= Action item =
From the data that follows, print exactly the lines starting at the one containing "Target: shirt sleeve" and ending at the one containing "Target: man's ear"; include both of them and nothing more.

◆ ◆ ◆ ◆

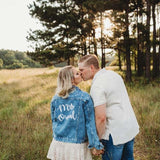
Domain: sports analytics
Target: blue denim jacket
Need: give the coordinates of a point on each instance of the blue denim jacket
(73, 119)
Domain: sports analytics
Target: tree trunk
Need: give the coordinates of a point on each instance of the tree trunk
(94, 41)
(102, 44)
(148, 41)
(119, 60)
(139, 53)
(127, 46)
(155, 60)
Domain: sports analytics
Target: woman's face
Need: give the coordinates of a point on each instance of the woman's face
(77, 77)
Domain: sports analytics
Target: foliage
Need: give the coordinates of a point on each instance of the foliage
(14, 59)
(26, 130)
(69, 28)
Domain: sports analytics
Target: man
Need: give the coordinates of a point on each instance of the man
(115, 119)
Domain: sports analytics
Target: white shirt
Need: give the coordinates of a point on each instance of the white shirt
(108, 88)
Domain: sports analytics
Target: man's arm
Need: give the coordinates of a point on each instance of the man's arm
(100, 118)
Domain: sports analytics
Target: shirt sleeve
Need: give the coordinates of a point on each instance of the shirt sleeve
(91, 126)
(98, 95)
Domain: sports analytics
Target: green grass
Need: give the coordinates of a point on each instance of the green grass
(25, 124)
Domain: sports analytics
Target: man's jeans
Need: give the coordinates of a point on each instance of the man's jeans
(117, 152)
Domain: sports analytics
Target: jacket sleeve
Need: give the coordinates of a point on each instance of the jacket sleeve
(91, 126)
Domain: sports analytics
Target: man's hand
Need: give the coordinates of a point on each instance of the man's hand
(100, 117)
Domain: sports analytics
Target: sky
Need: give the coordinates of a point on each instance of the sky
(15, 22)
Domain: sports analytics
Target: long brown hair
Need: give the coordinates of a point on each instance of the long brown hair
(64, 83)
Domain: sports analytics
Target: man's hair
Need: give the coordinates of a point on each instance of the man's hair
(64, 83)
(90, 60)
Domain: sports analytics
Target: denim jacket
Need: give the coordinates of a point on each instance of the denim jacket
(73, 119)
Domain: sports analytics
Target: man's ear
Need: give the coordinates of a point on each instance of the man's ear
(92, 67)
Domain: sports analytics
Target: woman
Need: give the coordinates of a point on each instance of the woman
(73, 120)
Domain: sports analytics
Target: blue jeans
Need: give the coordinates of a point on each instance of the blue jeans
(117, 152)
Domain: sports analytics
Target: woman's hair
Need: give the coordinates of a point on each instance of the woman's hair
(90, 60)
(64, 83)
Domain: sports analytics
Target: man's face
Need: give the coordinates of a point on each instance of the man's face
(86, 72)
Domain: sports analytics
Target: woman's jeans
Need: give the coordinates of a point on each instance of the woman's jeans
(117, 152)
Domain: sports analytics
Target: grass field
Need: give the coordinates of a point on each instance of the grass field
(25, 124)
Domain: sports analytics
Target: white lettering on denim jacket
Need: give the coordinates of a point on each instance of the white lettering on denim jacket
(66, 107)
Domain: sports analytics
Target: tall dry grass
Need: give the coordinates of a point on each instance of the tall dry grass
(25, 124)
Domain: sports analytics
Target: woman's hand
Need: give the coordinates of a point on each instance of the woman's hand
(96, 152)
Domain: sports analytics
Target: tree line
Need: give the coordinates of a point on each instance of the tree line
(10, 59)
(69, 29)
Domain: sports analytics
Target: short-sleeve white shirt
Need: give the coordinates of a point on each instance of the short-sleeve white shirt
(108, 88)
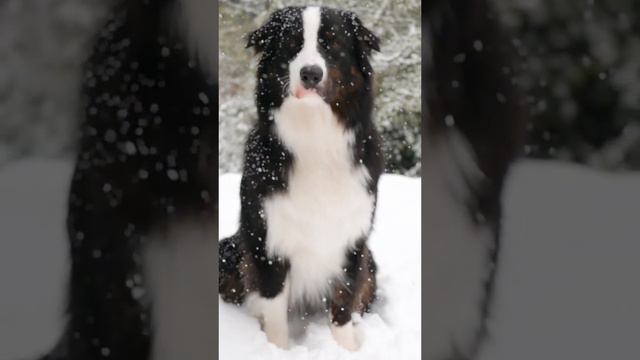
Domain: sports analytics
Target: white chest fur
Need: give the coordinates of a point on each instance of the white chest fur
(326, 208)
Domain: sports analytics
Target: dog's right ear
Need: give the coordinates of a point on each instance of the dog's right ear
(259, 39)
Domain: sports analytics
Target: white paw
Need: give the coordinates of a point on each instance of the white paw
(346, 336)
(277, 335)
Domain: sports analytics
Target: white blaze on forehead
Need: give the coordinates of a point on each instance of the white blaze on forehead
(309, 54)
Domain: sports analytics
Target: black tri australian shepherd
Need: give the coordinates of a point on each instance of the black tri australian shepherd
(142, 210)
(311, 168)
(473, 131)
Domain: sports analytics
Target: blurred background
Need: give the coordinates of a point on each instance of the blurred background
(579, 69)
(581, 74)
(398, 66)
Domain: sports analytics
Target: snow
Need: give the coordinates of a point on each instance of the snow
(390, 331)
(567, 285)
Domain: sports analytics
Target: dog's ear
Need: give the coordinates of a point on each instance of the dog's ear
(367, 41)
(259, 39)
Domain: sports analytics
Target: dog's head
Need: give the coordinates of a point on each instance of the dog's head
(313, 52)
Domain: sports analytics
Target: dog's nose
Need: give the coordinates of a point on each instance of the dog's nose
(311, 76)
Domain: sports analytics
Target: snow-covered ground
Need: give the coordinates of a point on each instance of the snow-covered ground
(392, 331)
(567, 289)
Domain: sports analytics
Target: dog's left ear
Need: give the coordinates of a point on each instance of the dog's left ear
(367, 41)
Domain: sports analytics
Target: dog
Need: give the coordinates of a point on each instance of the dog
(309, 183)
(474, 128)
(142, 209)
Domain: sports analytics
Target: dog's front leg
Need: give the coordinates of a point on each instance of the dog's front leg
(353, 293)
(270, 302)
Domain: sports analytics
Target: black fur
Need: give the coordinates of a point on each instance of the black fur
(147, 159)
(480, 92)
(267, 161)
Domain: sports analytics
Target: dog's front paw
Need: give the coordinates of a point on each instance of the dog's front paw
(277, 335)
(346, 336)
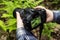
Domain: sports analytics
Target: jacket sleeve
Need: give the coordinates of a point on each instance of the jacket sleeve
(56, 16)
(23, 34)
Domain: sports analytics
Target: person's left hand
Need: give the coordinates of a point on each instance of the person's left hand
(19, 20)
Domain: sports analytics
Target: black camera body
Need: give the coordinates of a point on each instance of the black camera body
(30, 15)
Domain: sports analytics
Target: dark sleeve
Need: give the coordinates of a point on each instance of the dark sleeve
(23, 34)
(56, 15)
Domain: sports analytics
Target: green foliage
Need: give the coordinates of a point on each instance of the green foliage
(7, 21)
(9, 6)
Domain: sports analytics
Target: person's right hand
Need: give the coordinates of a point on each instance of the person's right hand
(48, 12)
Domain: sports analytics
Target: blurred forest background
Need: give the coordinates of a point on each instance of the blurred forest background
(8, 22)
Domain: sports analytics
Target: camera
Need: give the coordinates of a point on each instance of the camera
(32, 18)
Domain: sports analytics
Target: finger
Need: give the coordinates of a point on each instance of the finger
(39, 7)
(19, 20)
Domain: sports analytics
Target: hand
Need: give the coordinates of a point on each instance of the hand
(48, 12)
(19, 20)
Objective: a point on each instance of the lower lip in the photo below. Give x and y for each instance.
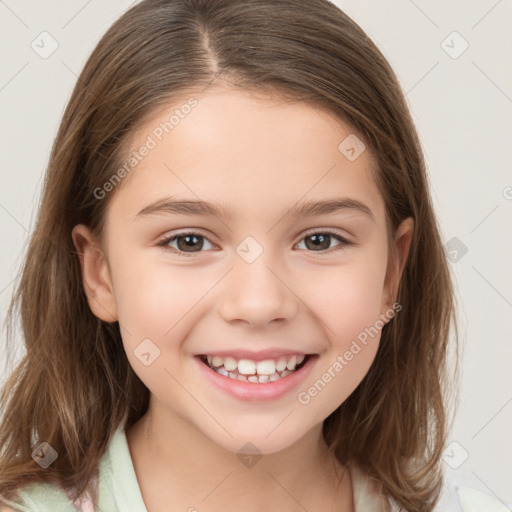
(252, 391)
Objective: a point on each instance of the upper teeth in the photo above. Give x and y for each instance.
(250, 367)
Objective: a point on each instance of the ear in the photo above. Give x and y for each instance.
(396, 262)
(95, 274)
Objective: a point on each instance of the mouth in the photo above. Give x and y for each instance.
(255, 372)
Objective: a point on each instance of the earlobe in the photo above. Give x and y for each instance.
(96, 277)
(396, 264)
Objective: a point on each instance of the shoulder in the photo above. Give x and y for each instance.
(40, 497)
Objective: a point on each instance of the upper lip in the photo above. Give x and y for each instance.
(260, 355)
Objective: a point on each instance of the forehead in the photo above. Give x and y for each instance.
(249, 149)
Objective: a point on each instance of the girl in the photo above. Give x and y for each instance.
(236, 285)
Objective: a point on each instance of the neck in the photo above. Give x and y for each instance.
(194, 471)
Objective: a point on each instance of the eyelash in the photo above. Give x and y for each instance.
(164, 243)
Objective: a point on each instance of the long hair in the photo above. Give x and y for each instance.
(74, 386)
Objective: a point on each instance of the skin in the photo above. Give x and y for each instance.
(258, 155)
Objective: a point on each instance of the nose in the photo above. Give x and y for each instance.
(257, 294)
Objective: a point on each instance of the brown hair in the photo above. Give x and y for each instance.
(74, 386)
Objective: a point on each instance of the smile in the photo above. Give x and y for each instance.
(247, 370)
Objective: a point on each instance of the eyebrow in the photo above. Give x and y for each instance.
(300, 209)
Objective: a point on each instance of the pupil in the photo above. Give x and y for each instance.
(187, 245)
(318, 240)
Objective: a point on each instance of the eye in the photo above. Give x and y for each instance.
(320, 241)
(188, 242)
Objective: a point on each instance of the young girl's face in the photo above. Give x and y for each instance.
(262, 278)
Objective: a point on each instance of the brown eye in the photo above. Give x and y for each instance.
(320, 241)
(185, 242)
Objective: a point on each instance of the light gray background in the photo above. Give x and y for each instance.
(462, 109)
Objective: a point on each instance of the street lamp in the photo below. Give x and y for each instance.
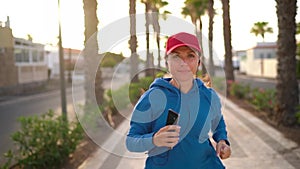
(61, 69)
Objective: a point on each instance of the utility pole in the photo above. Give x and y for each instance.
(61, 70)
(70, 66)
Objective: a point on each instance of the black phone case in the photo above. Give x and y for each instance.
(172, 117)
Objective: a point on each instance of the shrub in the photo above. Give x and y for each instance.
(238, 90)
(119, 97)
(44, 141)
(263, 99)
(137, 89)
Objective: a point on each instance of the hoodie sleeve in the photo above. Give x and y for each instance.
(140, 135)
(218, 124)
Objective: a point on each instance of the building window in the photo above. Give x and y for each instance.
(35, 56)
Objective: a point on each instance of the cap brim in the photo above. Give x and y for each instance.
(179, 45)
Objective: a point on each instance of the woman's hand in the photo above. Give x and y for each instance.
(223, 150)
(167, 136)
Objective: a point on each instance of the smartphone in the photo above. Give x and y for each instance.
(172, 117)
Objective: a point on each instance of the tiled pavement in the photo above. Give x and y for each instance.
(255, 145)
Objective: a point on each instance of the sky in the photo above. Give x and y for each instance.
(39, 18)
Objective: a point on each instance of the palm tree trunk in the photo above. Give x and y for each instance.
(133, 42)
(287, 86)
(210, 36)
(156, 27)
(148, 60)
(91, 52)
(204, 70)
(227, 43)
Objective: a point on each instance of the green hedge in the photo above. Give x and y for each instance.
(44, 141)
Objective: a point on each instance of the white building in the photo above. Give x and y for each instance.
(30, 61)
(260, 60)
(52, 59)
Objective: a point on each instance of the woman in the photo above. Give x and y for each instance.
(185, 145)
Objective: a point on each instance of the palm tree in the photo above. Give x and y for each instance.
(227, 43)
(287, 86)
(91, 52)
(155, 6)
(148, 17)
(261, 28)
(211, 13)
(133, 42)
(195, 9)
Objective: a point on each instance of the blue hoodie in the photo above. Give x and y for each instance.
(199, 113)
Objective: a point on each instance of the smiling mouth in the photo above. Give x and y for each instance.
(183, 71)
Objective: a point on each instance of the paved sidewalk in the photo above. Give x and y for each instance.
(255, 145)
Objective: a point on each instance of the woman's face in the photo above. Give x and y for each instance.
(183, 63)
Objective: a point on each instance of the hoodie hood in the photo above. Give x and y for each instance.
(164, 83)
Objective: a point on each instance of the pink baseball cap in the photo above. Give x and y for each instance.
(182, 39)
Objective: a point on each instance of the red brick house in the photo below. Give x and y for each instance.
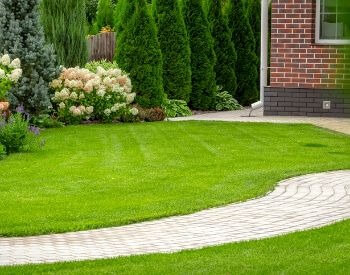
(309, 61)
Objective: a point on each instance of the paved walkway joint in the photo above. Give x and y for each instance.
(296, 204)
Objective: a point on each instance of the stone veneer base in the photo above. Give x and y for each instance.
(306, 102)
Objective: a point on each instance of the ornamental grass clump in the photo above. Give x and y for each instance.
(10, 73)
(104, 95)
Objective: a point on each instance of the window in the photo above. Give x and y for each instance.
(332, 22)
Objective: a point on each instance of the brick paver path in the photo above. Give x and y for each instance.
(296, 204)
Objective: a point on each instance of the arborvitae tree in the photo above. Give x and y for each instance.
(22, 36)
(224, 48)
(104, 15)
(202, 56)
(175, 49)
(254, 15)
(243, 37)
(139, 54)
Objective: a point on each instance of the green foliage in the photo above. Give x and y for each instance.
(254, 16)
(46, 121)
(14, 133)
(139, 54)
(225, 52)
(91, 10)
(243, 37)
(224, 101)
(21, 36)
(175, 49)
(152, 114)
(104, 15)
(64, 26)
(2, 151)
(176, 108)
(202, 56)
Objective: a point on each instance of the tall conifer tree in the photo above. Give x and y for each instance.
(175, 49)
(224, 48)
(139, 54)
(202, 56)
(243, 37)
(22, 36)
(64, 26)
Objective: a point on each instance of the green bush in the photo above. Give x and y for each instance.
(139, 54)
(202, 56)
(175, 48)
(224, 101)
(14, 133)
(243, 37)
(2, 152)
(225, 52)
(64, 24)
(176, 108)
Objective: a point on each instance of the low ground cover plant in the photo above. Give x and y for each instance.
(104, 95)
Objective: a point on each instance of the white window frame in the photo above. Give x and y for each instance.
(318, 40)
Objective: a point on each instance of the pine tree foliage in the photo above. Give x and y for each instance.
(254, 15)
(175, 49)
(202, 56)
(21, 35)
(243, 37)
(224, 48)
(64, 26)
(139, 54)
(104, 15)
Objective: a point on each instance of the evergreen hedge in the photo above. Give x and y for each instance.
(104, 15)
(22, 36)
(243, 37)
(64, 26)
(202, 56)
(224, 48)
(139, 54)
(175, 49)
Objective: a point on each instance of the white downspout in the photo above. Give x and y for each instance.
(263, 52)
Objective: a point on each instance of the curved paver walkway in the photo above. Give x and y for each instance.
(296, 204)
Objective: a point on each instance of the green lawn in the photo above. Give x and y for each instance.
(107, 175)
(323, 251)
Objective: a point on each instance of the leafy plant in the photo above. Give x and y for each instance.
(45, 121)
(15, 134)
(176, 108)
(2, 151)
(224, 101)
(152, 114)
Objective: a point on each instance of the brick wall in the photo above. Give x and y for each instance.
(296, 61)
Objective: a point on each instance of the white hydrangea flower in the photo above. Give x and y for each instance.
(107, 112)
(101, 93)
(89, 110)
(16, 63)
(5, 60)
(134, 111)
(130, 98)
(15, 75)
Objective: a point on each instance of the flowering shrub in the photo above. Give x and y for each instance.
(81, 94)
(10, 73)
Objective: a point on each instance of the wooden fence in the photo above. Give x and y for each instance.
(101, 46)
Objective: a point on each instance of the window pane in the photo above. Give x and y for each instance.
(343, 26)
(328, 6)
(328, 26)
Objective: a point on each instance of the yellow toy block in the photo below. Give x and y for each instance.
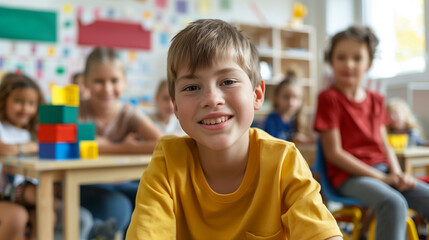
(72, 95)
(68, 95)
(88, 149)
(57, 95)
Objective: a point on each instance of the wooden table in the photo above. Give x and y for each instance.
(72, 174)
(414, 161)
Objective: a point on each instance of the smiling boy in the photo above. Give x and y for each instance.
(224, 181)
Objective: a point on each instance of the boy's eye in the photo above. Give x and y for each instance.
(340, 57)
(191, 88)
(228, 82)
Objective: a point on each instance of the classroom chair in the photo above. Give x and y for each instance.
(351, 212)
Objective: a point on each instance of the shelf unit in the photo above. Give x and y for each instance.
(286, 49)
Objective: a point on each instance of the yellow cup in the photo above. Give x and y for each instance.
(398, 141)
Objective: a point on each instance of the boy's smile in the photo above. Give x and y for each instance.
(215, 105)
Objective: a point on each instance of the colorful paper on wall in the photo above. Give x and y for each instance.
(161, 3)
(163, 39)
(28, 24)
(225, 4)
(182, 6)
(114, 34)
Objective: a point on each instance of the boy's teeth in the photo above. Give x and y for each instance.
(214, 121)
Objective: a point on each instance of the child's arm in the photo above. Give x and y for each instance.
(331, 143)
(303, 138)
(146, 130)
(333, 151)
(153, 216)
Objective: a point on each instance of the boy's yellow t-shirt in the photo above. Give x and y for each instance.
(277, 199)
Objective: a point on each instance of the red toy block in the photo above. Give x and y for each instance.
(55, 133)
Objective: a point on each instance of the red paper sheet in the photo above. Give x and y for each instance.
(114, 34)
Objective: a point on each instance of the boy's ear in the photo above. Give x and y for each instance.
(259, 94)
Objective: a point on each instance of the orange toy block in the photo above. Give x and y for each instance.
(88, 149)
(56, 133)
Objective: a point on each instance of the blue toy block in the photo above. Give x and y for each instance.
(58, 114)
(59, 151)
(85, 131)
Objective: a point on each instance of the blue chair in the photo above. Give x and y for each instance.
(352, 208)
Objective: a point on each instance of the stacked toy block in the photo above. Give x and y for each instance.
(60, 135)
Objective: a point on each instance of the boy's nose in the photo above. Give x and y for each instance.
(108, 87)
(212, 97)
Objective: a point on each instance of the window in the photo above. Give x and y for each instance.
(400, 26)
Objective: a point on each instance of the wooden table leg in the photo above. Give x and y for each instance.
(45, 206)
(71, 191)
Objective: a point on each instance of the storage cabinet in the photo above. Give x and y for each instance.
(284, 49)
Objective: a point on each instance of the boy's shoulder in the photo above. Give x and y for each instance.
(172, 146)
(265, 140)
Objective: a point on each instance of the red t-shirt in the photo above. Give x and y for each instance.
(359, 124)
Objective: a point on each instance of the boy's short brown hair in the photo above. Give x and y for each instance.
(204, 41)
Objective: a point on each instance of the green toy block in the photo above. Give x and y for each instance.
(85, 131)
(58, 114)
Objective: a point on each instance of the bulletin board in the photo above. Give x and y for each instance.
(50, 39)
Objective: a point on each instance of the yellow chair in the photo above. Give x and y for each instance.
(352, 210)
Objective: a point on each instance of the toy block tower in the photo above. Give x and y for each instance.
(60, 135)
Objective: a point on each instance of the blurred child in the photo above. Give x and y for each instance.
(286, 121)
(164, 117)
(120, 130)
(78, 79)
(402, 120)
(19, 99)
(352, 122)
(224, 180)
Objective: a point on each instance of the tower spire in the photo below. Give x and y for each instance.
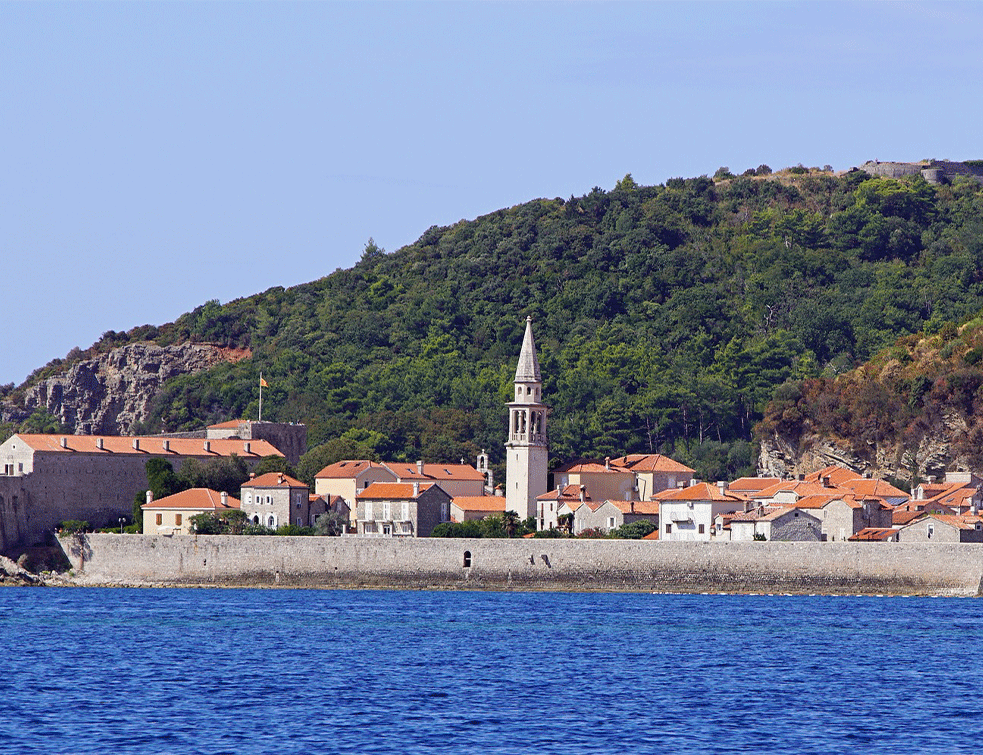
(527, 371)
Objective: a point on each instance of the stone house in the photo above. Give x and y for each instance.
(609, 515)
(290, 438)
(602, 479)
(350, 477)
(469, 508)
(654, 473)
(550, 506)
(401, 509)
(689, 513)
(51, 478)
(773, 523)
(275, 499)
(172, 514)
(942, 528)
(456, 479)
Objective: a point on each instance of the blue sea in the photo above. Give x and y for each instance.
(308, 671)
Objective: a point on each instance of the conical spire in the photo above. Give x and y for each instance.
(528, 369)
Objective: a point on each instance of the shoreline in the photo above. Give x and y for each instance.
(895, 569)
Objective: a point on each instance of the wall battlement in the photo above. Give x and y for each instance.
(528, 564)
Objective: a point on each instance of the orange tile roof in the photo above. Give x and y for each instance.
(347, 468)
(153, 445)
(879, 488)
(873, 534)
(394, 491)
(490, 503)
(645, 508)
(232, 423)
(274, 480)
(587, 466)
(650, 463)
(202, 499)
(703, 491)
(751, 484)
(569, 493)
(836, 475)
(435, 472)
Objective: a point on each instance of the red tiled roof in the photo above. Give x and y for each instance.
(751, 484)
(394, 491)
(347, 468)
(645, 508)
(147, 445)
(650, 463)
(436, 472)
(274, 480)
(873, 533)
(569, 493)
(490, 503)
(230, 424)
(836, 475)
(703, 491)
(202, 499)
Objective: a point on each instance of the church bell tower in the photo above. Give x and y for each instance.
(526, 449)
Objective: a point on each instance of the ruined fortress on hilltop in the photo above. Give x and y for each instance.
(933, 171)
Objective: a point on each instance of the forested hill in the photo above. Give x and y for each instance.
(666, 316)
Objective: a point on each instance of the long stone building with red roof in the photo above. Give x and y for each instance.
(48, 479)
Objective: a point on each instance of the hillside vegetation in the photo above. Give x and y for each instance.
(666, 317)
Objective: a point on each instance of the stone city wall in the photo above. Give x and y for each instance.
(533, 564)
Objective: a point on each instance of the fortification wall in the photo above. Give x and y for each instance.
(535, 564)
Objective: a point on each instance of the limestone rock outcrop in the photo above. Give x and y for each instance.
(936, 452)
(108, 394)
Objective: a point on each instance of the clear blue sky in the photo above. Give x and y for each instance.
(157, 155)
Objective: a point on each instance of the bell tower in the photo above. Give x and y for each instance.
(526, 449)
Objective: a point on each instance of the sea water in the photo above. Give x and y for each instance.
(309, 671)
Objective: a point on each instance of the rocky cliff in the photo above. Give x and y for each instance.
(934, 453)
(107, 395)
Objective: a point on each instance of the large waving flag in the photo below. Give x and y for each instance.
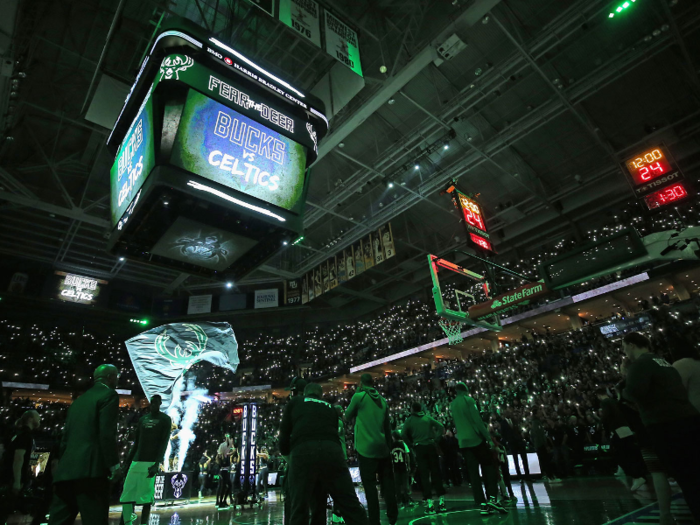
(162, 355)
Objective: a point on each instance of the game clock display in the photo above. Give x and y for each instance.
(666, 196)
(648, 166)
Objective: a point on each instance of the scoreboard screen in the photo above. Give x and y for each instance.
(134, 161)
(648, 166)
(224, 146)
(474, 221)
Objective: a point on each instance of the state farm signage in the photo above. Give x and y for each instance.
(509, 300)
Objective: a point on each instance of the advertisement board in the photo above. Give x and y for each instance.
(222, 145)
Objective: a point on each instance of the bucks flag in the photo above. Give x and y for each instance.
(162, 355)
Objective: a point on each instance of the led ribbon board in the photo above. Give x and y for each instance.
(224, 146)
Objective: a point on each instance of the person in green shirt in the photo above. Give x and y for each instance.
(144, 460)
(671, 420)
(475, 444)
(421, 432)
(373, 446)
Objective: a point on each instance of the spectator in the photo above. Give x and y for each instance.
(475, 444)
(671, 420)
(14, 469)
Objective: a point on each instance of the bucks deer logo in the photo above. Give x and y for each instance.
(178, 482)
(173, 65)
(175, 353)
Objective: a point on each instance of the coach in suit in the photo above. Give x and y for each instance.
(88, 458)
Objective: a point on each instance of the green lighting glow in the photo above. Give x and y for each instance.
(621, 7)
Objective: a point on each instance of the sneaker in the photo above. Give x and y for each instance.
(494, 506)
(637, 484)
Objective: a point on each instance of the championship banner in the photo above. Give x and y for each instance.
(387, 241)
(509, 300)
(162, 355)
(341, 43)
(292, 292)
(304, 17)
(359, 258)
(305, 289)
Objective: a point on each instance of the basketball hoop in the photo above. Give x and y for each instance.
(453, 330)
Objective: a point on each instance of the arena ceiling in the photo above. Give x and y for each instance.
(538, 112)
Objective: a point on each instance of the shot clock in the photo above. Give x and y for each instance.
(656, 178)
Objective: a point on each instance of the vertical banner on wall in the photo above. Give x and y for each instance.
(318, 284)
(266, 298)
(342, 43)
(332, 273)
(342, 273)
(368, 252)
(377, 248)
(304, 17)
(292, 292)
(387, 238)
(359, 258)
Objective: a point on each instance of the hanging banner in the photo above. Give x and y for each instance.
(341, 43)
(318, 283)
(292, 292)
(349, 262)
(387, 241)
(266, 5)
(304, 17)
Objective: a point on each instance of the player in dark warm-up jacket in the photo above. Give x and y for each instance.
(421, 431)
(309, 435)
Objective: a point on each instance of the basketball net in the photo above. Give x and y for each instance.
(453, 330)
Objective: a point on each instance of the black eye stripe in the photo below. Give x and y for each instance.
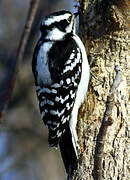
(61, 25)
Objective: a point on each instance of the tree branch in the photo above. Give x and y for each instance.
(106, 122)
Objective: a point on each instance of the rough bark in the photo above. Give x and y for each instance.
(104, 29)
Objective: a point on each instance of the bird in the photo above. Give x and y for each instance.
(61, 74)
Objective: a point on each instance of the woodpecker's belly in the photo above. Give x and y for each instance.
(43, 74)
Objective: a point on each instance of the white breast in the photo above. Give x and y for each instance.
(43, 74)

◆ ◆ ◆ ◆

= Reply =
Target: shirt sleeve
Need: give the coordinates of a point on each instance of the shirt sleeve
(91, 126)
(98, 95)
Domain: sports analytics
Target: green grass
Need: give the coordinates of a point on each instance of the green grass
(25, 124)
Domain: sports analytics
Target: man's jeans
Need: give the coordinates of a point on each instance of the man's jeans
(117, 152)
Domain: sports analytics
Target: jacket sleeve
Need: give the coordinates of a point on each instance of the jacket sleeve
(91, 126)
Domain: sports analytics
Target: man's hand
Need: give the coordinates of a point on each instance of the man's hand
(100, 117)
Domain: sports analytics
Target: sky
Need: give the coordinates of a point on each instance of the sky
(15, 22)
Domain: sports analytics
Target: long brown hair
Need: give the coordinates of a point on each instance of the long brown hair
(64, 83)
Domain: sports analytics
Target: man's hair
Need: give the coordinates of a point on each instance of the man's hair
(64, 83)
(90, 60)
Domain: sports analytics
Target: denim jacket
Need: give the coordinates of a point on each instance of the denim jacket
(73, 119)
Domain: sports analytics
Target: man's ear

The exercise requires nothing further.